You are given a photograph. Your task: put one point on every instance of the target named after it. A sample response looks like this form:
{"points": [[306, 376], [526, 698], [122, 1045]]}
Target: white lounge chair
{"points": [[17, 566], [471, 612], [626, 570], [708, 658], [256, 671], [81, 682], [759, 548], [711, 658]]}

---

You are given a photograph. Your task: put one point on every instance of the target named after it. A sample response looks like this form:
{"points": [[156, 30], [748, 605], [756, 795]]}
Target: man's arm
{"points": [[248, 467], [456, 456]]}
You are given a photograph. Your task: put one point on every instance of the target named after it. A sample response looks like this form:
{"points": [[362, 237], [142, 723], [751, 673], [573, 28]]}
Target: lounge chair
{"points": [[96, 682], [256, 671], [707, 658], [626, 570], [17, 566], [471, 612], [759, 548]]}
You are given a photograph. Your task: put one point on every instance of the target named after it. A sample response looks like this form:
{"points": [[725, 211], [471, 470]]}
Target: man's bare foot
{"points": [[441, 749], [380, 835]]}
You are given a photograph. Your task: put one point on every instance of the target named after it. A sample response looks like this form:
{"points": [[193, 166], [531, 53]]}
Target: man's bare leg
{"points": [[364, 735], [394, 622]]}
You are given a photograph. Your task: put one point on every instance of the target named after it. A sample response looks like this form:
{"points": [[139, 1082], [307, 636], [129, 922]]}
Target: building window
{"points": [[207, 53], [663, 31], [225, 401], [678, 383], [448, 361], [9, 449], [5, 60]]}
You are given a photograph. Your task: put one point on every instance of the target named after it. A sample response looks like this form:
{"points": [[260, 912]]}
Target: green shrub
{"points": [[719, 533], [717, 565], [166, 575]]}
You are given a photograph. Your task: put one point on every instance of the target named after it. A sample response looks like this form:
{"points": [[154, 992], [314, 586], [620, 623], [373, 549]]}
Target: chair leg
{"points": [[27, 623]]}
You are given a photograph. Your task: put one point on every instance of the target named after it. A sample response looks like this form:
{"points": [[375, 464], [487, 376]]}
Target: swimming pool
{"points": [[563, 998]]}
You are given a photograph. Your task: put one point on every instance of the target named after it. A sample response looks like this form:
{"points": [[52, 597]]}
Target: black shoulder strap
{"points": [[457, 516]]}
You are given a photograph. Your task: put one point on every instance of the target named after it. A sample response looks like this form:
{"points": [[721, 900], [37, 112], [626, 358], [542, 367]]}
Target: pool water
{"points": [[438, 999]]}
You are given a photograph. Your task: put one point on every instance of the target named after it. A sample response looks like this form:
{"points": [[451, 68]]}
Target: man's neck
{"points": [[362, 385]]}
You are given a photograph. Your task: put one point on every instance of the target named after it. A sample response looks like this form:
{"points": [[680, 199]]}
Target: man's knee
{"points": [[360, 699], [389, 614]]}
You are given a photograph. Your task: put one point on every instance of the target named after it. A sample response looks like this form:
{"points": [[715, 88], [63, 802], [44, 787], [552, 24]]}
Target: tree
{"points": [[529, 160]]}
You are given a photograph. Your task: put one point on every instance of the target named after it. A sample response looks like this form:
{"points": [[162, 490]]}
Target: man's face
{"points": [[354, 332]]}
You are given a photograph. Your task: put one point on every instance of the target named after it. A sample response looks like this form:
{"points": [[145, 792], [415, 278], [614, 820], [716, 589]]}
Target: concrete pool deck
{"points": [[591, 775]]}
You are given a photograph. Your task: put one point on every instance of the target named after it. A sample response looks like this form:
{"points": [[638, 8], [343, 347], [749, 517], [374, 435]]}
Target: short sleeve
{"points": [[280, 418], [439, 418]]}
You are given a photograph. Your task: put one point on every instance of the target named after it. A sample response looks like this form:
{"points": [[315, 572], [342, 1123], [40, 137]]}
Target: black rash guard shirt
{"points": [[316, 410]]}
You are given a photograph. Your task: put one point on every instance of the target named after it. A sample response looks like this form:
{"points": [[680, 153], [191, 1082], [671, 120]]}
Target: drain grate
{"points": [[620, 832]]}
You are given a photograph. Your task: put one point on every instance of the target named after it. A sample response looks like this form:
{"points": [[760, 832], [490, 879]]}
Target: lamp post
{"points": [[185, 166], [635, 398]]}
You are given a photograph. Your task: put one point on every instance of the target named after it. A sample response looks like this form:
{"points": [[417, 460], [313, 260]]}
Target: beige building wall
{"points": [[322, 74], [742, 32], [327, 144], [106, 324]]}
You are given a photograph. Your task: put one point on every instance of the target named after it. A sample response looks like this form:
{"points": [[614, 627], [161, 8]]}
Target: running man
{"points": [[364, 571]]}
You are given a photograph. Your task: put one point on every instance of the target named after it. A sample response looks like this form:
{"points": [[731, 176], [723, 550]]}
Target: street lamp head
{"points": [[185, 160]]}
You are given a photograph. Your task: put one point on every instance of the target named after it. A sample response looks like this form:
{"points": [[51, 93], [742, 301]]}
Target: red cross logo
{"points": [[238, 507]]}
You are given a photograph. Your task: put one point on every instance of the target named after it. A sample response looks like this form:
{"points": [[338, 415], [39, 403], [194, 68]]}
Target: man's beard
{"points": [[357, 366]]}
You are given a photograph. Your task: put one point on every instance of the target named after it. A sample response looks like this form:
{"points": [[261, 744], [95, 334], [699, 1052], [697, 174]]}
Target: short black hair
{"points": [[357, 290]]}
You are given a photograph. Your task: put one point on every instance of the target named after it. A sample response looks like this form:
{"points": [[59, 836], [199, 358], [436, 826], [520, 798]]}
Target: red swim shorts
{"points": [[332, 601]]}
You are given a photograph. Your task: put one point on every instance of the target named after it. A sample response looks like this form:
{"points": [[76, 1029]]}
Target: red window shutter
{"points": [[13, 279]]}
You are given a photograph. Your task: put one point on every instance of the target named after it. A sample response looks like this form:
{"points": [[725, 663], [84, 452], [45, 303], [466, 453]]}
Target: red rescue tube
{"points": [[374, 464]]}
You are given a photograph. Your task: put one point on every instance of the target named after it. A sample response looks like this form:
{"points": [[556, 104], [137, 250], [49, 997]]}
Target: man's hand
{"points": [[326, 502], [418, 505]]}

---

Exercise:
Can you gather every line in the records above that contains the word "bare" and copy each one?

Completed task:
Target: man's bare foot
Target: man's bare leg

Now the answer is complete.